### Records provided

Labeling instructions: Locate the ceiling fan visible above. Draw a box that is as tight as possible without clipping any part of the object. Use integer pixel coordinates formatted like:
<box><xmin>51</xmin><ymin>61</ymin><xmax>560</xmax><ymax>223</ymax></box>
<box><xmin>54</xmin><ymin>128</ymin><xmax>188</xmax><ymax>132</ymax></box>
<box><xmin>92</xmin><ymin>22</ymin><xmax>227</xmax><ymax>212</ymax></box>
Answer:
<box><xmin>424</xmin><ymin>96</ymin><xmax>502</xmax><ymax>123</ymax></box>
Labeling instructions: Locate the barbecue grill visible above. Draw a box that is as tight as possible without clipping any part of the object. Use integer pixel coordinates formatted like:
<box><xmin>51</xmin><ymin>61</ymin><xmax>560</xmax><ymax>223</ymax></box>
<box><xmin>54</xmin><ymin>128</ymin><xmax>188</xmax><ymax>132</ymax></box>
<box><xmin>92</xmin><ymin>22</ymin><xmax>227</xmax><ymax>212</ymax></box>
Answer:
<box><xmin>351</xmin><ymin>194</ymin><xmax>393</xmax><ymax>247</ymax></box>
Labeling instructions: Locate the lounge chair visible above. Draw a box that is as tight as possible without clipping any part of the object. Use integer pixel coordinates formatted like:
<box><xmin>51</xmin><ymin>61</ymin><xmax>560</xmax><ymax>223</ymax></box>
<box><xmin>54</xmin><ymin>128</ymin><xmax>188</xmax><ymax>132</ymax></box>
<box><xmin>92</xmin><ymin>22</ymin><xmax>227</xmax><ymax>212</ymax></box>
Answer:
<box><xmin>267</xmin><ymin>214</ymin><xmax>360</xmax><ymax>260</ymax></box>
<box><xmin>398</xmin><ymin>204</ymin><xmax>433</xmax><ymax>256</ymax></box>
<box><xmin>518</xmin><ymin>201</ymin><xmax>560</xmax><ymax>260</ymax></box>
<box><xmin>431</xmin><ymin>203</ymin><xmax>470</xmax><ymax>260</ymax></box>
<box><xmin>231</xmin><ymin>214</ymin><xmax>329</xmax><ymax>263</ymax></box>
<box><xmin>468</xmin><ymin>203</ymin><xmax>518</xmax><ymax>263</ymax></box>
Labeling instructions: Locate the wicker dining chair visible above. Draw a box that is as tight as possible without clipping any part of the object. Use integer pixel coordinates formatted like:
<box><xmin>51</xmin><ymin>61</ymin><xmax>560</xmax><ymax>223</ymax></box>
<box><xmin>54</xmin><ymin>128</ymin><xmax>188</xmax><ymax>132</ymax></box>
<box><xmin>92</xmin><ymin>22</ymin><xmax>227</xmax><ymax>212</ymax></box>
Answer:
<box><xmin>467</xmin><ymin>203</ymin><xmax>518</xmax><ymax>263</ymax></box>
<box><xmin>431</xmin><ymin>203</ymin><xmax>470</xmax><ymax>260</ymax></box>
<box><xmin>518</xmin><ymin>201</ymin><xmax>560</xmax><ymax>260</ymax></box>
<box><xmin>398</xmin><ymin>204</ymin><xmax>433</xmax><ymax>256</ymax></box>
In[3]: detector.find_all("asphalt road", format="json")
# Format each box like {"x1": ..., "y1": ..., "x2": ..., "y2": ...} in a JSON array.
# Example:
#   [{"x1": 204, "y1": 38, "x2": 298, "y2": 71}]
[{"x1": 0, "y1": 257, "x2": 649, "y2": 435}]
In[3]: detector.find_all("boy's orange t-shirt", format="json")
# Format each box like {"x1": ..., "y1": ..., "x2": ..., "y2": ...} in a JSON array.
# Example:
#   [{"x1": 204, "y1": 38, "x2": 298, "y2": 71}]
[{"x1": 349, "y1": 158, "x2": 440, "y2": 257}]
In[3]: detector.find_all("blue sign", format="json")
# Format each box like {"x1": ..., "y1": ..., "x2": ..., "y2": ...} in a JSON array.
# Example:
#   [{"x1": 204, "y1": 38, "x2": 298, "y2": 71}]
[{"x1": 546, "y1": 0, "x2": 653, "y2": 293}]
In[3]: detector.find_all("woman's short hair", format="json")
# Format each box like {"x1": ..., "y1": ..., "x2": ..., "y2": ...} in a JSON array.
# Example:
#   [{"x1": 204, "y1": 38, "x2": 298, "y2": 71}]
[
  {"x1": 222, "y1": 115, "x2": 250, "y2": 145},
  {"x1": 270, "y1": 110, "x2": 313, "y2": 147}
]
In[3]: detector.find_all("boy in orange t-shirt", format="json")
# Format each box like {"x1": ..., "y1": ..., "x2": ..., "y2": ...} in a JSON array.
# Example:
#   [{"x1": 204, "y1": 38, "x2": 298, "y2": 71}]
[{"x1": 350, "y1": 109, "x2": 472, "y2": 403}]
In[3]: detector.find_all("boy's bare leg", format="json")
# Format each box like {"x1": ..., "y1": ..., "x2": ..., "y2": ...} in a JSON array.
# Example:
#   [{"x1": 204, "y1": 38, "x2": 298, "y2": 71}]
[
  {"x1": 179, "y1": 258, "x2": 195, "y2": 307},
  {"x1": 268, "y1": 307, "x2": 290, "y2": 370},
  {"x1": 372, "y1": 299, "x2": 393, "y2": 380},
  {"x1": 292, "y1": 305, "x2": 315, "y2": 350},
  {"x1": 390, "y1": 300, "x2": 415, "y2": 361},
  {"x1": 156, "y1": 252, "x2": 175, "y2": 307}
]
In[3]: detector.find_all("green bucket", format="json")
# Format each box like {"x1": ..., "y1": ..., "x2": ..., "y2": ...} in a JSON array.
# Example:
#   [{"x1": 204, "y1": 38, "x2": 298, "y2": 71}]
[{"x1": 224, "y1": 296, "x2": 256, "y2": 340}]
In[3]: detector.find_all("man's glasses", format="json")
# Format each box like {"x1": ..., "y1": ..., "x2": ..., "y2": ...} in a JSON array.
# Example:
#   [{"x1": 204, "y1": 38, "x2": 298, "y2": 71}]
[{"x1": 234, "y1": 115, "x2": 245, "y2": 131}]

### Aim of the task
Set down the entries above again, word for word.

### Solution to the problem
Labeling instructions: Locate the ceiling fan visible above. Draw a box that is as tight as possible without clipping any part of the object. Use integer pixel coordinates formatted like:
<box><xmin>51</xmin><ymin>61</ymin><xmax>560</xmax><ymax>223</ymax></box>
<box><xmin>54</xmin><ymin>128</ymin><xmax>188</xmax><ymax>132</ymax></box>
<box><xmin>92</xmin><ymin>22</ymin><xmax>227</xmax><ymax>212</ymax></box>
Answer:
<box><xmin>424</xmin><ymin>96</ymin><xmax>502</xmax><ymax>123</ymax></box>
Labeling instructions: Locate the barbecue grill visible above. Draw a box that is as tight as possible without clipping any part of the object. Use integer pixel coordinates formatted like:
<box><xmin>51</xmin><ymin>61</ymin><xmax>560</xmax><ymax>223</ymax></box>
<box><xmin>54</xmin><ymin>128</ymin><xmax>188</xmax><ymax>132</ymax></box>
<box><xmin>92</xmin><ymin>22</ymin><xmax>227</xmax><ymax>212</ymax></box>
Answer:
<box><xmin>351</xmin><ymin>194</ymin><xmax>393</xmax><ymax>247</ymax></box>
Labeling instructions: Locate the lounge chair visible above. Draw a box that is as tight as possible without clipping any part of the object. Use integer pixel coordinates formatted like:
<box><xmin>51</xmin><ymin>61</ymin><xmax>560</xmax><ymax>223</ymax></box>
<box><xmin>54</xmin><ymin>128</ymin><xmax>188</xmax><ymax>132</ymax></box>
<box><xmin>92</xmin><ymin>22</ymin><xmax>227</xmax><ymax>212</ymax></box>
Answer:
<box><xmin>267</xmin><ymin>214</ymin><xmax>360</xmax><ymax>260</ymax></box>
<box><xmin>398</xmin><ymin>204</ymin><xmax>433</xmax><ymax>256</ymax></box>
<box><xmin>518</xmin><ymin>201</ymin><xmax>560</xmax><ymax>260</ymax></box>
<box><xmin>431</xmin><ymin>203</ymin><xmax>470</xmax><ymax>260</ymax></box>
<box><xmin>231</xmin><ymin>214</ymin><xmax>329</xmax><ymax>263</ymax></box>
<box><xmin>468</xmin><ymin>203</ymin><xmax>518</xmax><ymax>263</ymax></box>
Labeling instructions: Locate the wicker dining chair visible above. Draw a box that is as tight as possible without clipping any part of the object. Use integer pixel coordinates formatted like:
<box><xmin>51</xmin><ymin>61</ymin><xmax>560</xmax><ymax>223</ymax></box>
<box><xmin>54</xmin><ymin>128</ymin><xmax>188</xmax><ymax>132</ymax></box>
<box><xmin>92</xmin><ymin>22</ymin><xmax>227</xmax><ymax>212</ymax></box>
Answer:
<box><xmin>467</xmin><ymin>203</ymin><xmax>518</xmax><ymax>263</ymax></box>
<box><xmin>431</xmin><ymin>203</ymin><xmax>470</xmax><ymax>260</ymax></box>
<box><xmin>518</xmin><ymin>201</ymin><xmax>560</xmax><ymax>260</ymax></box>
<box><xmin>398</xmin><ymin>204</ymin><xmax>433</xmax><ymax>256</ymax></box>
In[3]: detector.find_all("asphalt road", format="json")
# Format each box like {"x1": ..., "y1": ..., "x2": ..., "y2": ...} in a JSON array.
# Example:
#   [{"x1": 204, "y1": 38, "x2": 298, "y2": 71}]
[{"x1": 0, "y1": 257, "x2": 649, "y2": 435}]
In[3]: detector.find_all("boy's orange t-shirt", format="json")
# Format each box like {"x1": ..., "y1": ..., "x2": ..., "y2": ...} in a JSON array.
# Example:
#   [{"x1": 204, "y1": 38, "x2": 298, "y2": 71}]
[{"x1": 349, "y1": 158, "x2": 440, "y2": 257}]
In[3]: detector.find_all("blue sign", format="json")
# Format each box like {"x1": ..., "y1": ..., "x2": ..., "y2": ...} in a JSON array.
# Example:
#   [{"x1": 204, "y1": 38, "x2": 298, "y2": 71}]
[{"x1": 546, "y1": 0, "x2": 653, "y2": 293}]
In[3]: detector.find_all("woman's short hair", format="json")
# Format each box like {"x1": ..., "y1": ..., "x2": ..., "y2": ...} in a JSON array.
# Example:
#   [{"x1": 204, "y1": 38, "x2": 298, "y2": 71}]
[
  {"x1": 222, "y1": 115, "x2": 250, "y2": 145},
  {"x1": 270, "y1": 110, "x2": 313, "y2": 147}
]
In[3]: detector.find_all("boy in orange t-shirt", format="json")
# Format each box like {"x1": ..., "y1": ..., "x2": ..., "y2": ...} in a JSON array.
# Example:
#   [{"x1": 204, "y1": 38, "x2": 298, "y2": 71}]
[{"x1": 350, "y1": 109, "x2": 472, "y2": 403}]
In[3]: detector.find_all("boy's bare leg", format="json")
# Format each box like {"x1": ..., "y1": ..., "x2": ..., "y2": ...} in a JSON array.
# Example:
#   [{"x1": 204, "y1": 38, "x2": 298, "y2": 71}]
[
  {"x1": 179, "y1": 258, "x2": 195, "y2": 307},
  {"x1": 268, "y1": 307, "x2": 290, "y2": 370},
  {"x1": 372, "y1": 299, "x2": 393, "y2": 380},
  {"x1": 292, "y1": 305, "x2": 315, "y2": 350},
  {"x1": 390, "y1": 300, "x2": 415, "y2": 361},
  {"x1": 156, "y1": 252, "x2": 175, "y2": 307}
]
In[3]: detector.find_all("green bucket", format="json")
# Format each box like {"x1": ..., "y1": ..., "x2": ..., "y2": ...} in a JSON array.
# Example:
#   [{"x1": 204, "y1": 38, "x2": 298, "y2": 71}]
[{"x1": 224, "y1": 296, "x2": 256, "y2": 340}]
In[3]: detector.find_all("man's glasses", format="json")
# Format each box like {"x1": ..., "y1": ..., "x2": ..., "y2": ...} in a JSON array.
# Example:
#   [{"x1": 204, "y1": 38, "x2": 298, "y2": 71}]
[{"x1": 234, "y1": 115, "x2": 245, "y2": 131}]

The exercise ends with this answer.